Supplied passage

+---+

Celebrities Mourn Nelson Mandela
12/11/2013, 3 p.m.
Idris Elba should easily claim the upcoming Academy Award for Best Actor simply based on his deft portrayal of Nelson Mandela in his latest film, “Mandela: Long Walk to Freedom,” industry insiders said.
Following the death of the anti-apartheid hero, the former star of HBO’s critically-acclaimed drama, “The Wire,” now has emerged as the sentimental favorite to win the coveted award.
“What an honor it was to step into the shoes of Nelson Mandela and portray a man who defied odds, broke down barriers, and championed human rights before the eyes of the world,” said Elba, 41.
“My thoughts and prayers are with his family.”
Elba first learned of Mandela’s death on Dec. 5, following the British premiere of the new film about the freedom fighter’s life in London.
He said emotions quickly overcame him and he broke down upon hearing the news. “It was painful,” Elba said.
Critics have hailed Elba’s portrayal of Mandela as, “extraordinary,” “spectacular,” and “Oscar-worthy.”
If Mandela’s death hasn’t yet evoked enough sympathy from Academy voters who often allow sentiment to dictate their choices, Elba’s own recent tragedy may have helped to guarantee him the trophy.
The actor, who also portrays Chief Inspector John Luther in the BBC television series, “Luther,” lost his father to lung cancer just eight weeks ago.
“I based my portrayal of Mandela on my own dying father,” he said of Winston Elba, who died in October at age 76. “I used my dad’s African accent to help me speak like Mandela in the movie,” he said.
Meanwhile, actor Morgan Freeman, who also portrayed Mandela in the 2009 big screen drama, “Invictus,” said the late president will always be remembered as one of the most respected global icons in history.

+---+

Data for review
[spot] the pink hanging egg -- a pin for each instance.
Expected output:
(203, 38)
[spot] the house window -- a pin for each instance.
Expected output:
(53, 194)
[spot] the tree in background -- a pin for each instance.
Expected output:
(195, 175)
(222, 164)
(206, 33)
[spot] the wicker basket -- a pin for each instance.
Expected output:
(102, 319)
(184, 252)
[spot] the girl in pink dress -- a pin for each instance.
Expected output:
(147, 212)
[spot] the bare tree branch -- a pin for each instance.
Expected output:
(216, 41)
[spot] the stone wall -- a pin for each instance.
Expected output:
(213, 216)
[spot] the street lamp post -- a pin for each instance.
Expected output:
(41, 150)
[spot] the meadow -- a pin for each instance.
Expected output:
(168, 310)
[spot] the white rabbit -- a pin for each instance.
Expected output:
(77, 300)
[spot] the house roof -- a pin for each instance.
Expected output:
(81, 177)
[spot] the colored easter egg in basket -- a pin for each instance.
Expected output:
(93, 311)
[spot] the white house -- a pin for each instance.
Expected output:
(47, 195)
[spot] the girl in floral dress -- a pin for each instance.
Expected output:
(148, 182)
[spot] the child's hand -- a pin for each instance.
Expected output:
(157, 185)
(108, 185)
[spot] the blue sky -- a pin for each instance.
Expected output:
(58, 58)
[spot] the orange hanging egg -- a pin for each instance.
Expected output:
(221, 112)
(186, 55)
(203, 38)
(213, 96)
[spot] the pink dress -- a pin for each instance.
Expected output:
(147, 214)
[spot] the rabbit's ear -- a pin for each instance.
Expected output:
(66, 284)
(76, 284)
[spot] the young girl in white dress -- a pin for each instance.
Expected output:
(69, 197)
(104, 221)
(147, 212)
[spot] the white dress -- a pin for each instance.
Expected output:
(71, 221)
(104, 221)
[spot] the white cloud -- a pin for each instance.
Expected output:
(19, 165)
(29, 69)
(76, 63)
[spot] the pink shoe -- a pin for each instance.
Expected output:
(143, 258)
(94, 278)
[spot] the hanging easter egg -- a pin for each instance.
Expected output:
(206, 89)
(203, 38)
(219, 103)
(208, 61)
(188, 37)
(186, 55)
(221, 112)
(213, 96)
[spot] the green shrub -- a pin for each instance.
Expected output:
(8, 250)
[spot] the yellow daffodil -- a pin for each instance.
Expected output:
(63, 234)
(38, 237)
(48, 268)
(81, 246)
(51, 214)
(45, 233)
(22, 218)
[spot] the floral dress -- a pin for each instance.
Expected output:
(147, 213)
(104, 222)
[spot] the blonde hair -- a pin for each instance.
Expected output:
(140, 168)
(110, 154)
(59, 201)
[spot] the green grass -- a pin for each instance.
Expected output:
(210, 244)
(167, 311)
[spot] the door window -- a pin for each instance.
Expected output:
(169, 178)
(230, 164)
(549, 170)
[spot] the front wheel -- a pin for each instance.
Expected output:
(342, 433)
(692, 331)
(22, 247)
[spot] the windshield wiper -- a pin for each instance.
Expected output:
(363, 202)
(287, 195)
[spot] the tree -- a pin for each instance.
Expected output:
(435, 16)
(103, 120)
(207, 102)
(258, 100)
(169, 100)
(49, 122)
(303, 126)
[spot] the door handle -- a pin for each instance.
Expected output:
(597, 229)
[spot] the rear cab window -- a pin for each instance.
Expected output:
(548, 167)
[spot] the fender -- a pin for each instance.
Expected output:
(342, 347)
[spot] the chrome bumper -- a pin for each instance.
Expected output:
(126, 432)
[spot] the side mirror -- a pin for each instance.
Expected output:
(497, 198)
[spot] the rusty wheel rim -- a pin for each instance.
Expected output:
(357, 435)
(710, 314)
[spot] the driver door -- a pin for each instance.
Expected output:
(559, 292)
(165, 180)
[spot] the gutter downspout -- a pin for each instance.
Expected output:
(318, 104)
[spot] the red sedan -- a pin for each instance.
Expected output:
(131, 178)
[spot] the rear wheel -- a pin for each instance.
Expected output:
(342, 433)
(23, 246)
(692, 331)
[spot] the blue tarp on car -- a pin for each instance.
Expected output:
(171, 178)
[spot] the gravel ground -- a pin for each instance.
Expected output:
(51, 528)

+---+

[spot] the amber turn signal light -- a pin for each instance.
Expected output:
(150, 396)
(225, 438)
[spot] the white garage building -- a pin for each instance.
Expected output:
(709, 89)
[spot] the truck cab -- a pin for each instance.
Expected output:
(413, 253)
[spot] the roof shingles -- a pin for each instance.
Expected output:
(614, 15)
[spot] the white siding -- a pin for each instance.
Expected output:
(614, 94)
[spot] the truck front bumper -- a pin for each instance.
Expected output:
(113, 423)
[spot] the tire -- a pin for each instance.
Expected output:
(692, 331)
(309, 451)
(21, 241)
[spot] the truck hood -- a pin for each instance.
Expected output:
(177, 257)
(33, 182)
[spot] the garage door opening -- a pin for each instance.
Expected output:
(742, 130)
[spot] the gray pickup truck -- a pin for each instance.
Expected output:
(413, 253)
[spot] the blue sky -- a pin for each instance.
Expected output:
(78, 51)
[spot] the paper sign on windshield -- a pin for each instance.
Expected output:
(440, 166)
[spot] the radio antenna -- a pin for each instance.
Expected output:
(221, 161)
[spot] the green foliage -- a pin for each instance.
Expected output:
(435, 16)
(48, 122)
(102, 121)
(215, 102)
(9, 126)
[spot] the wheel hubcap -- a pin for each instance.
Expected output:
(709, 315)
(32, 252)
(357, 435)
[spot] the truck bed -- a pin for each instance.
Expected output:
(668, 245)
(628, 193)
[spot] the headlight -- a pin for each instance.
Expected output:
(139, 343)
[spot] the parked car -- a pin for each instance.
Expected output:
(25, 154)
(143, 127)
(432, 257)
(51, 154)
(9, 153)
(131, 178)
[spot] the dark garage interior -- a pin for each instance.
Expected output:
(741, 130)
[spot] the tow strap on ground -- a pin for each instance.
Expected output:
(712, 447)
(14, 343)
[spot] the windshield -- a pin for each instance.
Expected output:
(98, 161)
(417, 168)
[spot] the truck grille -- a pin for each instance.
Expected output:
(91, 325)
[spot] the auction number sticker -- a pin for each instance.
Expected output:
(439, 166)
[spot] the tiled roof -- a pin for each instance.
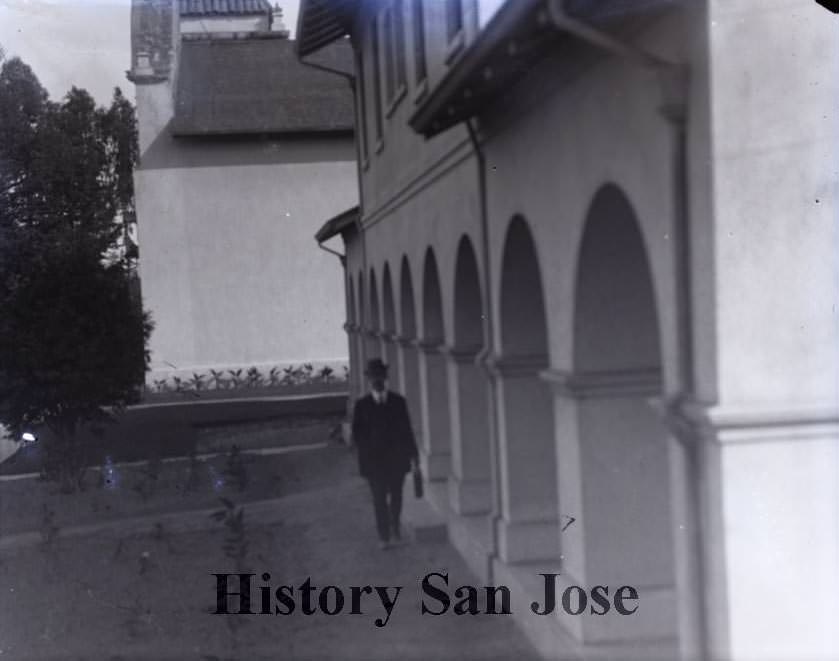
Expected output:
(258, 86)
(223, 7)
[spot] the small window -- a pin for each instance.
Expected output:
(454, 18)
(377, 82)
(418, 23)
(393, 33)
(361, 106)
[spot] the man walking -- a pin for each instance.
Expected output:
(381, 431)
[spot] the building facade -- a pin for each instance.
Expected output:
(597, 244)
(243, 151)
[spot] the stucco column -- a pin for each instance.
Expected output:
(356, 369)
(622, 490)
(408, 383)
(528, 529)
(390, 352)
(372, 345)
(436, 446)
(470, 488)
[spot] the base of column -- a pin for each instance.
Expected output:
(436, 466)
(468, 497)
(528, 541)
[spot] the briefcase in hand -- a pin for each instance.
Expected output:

+---+

Tasks for this exercise
**a)** In the article about Idris Elba and Nelson Mandela, on what date did Elba learn of Mandela's death?
**b)** Sum up the article about Idris Elba and Nelson Mandela in two sentences.
**c)** Continue the article about Idris Elba and Nelson Mandela, starting after its final sentence.
The material comes from a separate source.

Responses
**a)** Dec. 5

**b)** Industry insiders say Idris Elba has become the sentimental favorite for the Best Actor Academy Award for his portrayal of Nelson Mandela in "Mandela: Long Walk to Freedom," following Mandela's death. Elba, who learned of the death after the film's British premiere in London, said he based the role on his father, Winston Elba, who died of lung cancer in October.

**c)**
“The world has lost one of the true giants of the past century. Nelson Mandela was a man of incomparable honor, unconquerable strength, and unyielding resolve – a saint to many, a hero to all who treasure liberty, freedom and the dignity of humankind,” said Freeman, 76, whose performance alongside superstar Matt Damon in the Clint Eastwood-produced film, also earned raves reviews.
Based on the 2008 book, “Playing the Enemy,” by John Carlin, “Invictus,” chronicled Mandela’s efforts to unite post-apartheid South Africa by hosting the 1995 World Cup, which took place four years after Mandela’s release from prison and just a few months into his presidency.
“As we remember his triumphs, let us, in his memory, not just reflect on how far we’ve come, but on how far we have to go,” Freeman said. “Madiba may no longer be with us, but his journey continues on with me and with all of us.”
Other celebrities also were quick to issue statements expressing their sorrow over Mandela’s death and many expressed their reverence for him.
“His wisdom and goodness were the brightest stars in our moral galaxy,” said singer, songwriter and social activist, Harry Belafonte.
“His courage inspired us all who struggled for justice. His vision gave sight to those who otherwise might have been blinded by hate,” said Belafonte, 86.